• BRIEF:
The entries below are to be transcribed in full, without their images.

• DATA SHOWN:
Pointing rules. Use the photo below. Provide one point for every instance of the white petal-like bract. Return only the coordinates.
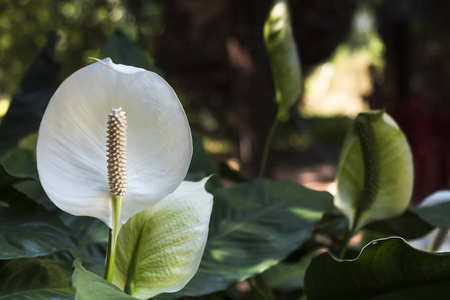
(71, 149)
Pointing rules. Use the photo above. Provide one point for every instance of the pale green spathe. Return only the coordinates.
(385, 159)
(159, 249)
(284, 59)
(71, 148)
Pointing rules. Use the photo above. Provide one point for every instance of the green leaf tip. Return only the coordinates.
(284, 59)
(375, 171)
(387, 269)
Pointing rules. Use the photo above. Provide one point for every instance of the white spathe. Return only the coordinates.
(71, 148)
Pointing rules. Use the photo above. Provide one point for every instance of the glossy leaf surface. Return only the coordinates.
(385, 269)
(253, 226)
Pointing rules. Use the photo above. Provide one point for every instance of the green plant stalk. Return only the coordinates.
(267, 144)
(112, 243)
(439, 239)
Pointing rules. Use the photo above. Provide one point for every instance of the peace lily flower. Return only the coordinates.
(115, 141)
(72, 145)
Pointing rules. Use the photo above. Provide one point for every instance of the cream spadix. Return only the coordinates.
(72, 144)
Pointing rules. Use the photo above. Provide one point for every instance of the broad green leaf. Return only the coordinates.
(435, 209)
(254, 226)
(90, 286)
(284, 59)
(32, 234)
(35, 279)
(28, 230)
(33, 190)
(375, 171)
(122, 48)
(20, 163)
(159, 249)
(386, 269)
(92, 235)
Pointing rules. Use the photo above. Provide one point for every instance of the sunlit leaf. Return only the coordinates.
(122, 47)
(386, 269)
(253, 226)
(159, 249)
(90, 286)
(375, 172)
(284, 59)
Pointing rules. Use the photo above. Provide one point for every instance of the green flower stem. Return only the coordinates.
(345, 243)
(112, 243)
(267, 144)
(439, 239)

• ANSWER FOR THIS EXERCISE:
Pointing rules. Use the photo below. Provide one point for every instance of the white petal-like bract. Return only the coordinates.
(71, 149)
Pointing rules. Use the photo above. Provide one point for every instance of the pale green spathe. Return only the coordinates.
(385, 159)
(159, 249)
(284, 59)
(71, 148)
Pointing rules. Use the photo above. Provide one point for every instance of the green leaf tip. Return only the coordinates.
(284, 59)
(375, 171)
(387, 269)
Pointing rules. Use the photo above. Provide one point for every instance of the white spathe. Return only the coordinates.
(71, 148)
Pointing rules. Use the photo above. Provide one point for every instance of the glossy leaf surface. Return only the coordinates.
(385, 269)
(253, 226)
Pointing rules. Use the photo above. Provide one point for every instance of the green plant stalk. Return only the coordinates.
(267, 144)
(112, 243)
(439, 239)
Pointing rules. Use the photo above. Provide one point for every instance of the peace lily flower. Return only the coordinates.
(115, 141)
(72, 145)
Pointing rules. Use the photo above. Provide one point for every instance of the cream spadix. Return only the coordinates.
(72, 144)
Pointing rules. Use the photo above. Provide one point for every instance of the broad green leaf. Return only the coordinates.
(435, 209)
(254, 226)
(90, 286)
(284, 59)
(32, 234)
(35, 279)
(28, 230)
(33, 190)
(375, 171)
(122, 48)
(20, 163)
(159, 249)
(386, 269)
(92, 235)
Pointing rules. Use the photo above. Provide one point for every instance of the sunlit leaf. Return only the coordinates.
(122, 47)
(386, 269)
(253, 226)
(159, 249)
(90, 286)
(375, 172)
(284, 59)
Pointing rules. Use the photo above. Provide one point for every instance of the green flower stem. Return only the coordinates.
(345, 243)
(112, 243)
(267, 144)
(439, 239)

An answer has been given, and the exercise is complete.